[Opening Supplied records section]
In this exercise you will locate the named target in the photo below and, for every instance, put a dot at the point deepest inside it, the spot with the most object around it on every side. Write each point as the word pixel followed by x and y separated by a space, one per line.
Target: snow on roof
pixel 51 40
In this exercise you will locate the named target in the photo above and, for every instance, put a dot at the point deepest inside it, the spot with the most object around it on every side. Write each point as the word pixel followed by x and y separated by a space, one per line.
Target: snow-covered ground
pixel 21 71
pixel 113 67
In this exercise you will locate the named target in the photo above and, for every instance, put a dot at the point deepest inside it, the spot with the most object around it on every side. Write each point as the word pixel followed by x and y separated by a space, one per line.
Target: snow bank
[Closing Supplied records section]
Assignment - Each line above is to be restated exactly as it stands.

Problem solution -
In this exercise you will locate the named target in the photo below and, for every instance, put a dot at the point deepest inside it, the spot with the most object around it on every side. Write each point as the word pixel followed by x and y separated by a space, one per line.
Target: snow on roof
pixel 51 40
In this exercise you will locate the named target in the photo above and, for every instance, put a dot at the point deepest inside it, the spot with the most object around it on every side. Write each point as the word pixel followed by x and y separated by a space, one per line.
Target: snow-covered ground
pixel 21 71
pixel 113 67
In this exercise you will locate the named target in the photo above and, for every instance, put a dot at the point deepest inside it, the spot with the most object around it on every side. Write each point as the word pixel followed by x and y separated by a space, one per line.
Target: snow bank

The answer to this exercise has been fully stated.